## DIRECTIONS
Can you update the stretch from the line containing "like x=2, y=308." through the line containing "x=183, y=168" by replacing "metal bracket" with "steel bracket", leaving everything else the same and giving back only those lines?

## Named object pointing entries
----

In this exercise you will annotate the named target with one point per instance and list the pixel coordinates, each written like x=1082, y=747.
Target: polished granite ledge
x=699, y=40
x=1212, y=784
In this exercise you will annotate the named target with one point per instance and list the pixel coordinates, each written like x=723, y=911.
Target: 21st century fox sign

----

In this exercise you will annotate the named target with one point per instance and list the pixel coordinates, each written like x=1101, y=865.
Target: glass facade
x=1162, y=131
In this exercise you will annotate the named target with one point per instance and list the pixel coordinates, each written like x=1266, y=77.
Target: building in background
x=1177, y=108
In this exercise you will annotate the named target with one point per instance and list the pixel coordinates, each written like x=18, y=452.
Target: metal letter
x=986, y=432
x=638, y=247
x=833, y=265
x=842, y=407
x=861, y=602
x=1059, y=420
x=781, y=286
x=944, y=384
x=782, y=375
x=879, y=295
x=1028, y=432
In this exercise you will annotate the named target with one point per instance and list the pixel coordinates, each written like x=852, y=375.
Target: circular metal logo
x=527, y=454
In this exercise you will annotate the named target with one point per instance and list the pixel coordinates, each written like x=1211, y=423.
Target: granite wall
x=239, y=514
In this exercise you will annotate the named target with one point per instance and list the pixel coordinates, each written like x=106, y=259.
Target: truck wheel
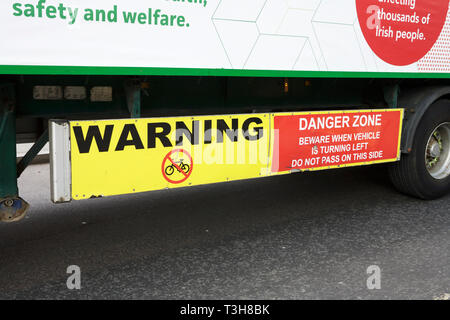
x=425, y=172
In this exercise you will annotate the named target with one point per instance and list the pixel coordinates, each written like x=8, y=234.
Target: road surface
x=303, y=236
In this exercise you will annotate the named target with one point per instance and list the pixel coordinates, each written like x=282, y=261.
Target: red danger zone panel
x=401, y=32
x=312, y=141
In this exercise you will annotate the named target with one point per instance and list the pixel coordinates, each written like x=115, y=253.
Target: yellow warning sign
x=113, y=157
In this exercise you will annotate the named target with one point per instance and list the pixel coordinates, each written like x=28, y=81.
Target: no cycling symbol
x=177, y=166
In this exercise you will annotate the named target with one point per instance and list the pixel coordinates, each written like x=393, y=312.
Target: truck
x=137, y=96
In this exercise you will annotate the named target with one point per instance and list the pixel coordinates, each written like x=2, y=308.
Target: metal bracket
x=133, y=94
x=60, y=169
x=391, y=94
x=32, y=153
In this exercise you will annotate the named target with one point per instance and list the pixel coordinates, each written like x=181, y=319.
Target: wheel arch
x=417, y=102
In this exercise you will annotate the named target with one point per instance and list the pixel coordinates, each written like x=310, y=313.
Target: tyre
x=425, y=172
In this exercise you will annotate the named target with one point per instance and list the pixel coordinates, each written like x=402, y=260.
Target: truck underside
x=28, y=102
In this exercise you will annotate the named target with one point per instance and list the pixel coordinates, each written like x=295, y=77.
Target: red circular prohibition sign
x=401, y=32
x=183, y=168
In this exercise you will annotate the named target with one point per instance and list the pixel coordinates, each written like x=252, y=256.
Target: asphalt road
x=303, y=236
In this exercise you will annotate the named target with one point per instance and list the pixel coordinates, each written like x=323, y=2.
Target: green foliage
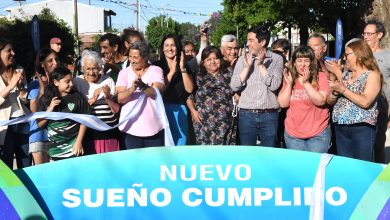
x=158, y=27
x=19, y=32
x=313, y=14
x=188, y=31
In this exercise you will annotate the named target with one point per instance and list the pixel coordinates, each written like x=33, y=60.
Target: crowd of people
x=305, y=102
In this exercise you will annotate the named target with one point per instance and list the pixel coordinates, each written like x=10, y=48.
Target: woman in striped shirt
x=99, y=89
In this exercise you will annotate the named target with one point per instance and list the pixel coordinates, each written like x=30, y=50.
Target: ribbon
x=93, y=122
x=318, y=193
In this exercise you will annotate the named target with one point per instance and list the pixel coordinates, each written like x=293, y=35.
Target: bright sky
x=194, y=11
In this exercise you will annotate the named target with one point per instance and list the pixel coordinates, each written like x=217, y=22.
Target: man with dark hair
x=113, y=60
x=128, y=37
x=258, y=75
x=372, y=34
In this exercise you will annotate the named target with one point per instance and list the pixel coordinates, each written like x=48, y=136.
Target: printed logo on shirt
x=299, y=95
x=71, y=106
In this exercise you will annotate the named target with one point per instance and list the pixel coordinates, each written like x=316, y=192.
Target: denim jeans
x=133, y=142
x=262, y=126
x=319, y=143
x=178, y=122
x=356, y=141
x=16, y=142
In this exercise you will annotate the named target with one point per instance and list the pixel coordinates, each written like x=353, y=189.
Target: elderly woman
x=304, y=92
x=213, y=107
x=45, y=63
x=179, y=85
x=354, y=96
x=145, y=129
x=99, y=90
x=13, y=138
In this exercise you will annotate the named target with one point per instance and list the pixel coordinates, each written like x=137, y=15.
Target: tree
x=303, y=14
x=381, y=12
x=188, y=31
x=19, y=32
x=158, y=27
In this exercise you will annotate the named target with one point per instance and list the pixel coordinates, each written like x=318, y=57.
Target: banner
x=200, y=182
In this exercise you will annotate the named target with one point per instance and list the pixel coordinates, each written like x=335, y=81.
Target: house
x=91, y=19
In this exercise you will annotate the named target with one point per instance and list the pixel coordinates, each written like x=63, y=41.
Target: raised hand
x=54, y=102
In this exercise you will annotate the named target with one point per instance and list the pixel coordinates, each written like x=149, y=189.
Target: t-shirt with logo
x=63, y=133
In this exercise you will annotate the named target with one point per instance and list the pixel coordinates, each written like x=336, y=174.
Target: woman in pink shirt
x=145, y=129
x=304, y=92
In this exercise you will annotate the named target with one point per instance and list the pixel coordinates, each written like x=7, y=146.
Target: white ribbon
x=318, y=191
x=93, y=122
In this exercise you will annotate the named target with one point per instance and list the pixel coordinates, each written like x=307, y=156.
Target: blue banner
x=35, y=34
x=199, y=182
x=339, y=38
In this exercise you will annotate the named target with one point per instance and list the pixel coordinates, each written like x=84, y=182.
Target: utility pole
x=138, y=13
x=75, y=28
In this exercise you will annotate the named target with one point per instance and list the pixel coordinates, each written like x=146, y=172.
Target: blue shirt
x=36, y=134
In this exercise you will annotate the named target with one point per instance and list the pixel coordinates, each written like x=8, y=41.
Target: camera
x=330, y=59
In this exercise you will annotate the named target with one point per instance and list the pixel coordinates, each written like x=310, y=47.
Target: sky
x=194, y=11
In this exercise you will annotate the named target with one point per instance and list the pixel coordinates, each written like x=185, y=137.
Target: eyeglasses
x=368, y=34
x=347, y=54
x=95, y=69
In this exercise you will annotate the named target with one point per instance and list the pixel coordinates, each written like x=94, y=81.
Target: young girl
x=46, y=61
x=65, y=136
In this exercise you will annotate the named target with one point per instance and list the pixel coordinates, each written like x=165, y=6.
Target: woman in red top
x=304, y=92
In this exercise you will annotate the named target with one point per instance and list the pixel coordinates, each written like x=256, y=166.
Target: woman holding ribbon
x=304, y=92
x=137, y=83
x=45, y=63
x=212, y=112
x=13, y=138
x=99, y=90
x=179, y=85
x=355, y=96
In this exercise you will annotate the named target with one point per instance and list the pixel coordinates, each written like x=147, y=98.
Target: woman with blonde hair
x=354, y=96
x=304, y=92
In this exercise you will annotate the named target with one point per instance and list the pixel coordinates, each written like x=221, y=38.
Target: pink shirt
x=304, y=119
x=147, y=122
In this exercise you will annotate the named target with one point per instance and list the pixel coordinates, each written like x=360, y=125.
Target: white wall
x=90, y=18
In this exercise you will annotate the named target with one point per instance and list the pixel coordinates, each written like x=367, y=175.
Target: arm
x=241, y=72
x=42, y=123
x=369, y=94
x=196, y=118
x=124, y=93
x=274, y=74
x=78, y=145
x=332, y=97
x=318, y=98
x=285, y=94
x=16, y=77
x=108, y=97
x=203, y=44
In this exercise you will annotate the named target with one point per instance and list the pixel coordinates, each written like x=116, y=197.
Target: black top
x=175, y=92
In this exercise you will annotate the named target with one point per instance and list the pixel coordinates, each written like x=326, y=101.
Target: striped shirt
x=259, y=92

----

## OUTPUT OF THE EXERCISE
In this exercise you will annotate the named target with one point per instance and list the pixel coordinates, each written like x=2, y=308.
Target: steel bracket
x=133, y=94
x=60, y=169
x=391, y=94
x=32, y=153
In this exercise you will annotate the named target with one point per instance and list the pixel coordinates, each written like x=181, y=319.
Target: wheel arch
x=417, y=102
In this exercise you will annotate the named target with one point per instance and list the pixel coordinates, each written like x=310, y=313.
Target: tyre
x=425, y=172
In this exercise you will annotate the named target with one point per instance and list the pixel coordinates, each written like x=402, y=260.
Target: truck underside
x=28, y=102
In this exercise you will annotate the named target with one point per instance and list the pixel coordinates, each written like x=295, y=77.
Target: red circular prohibition sign
x=401, y=32
x=183, y=168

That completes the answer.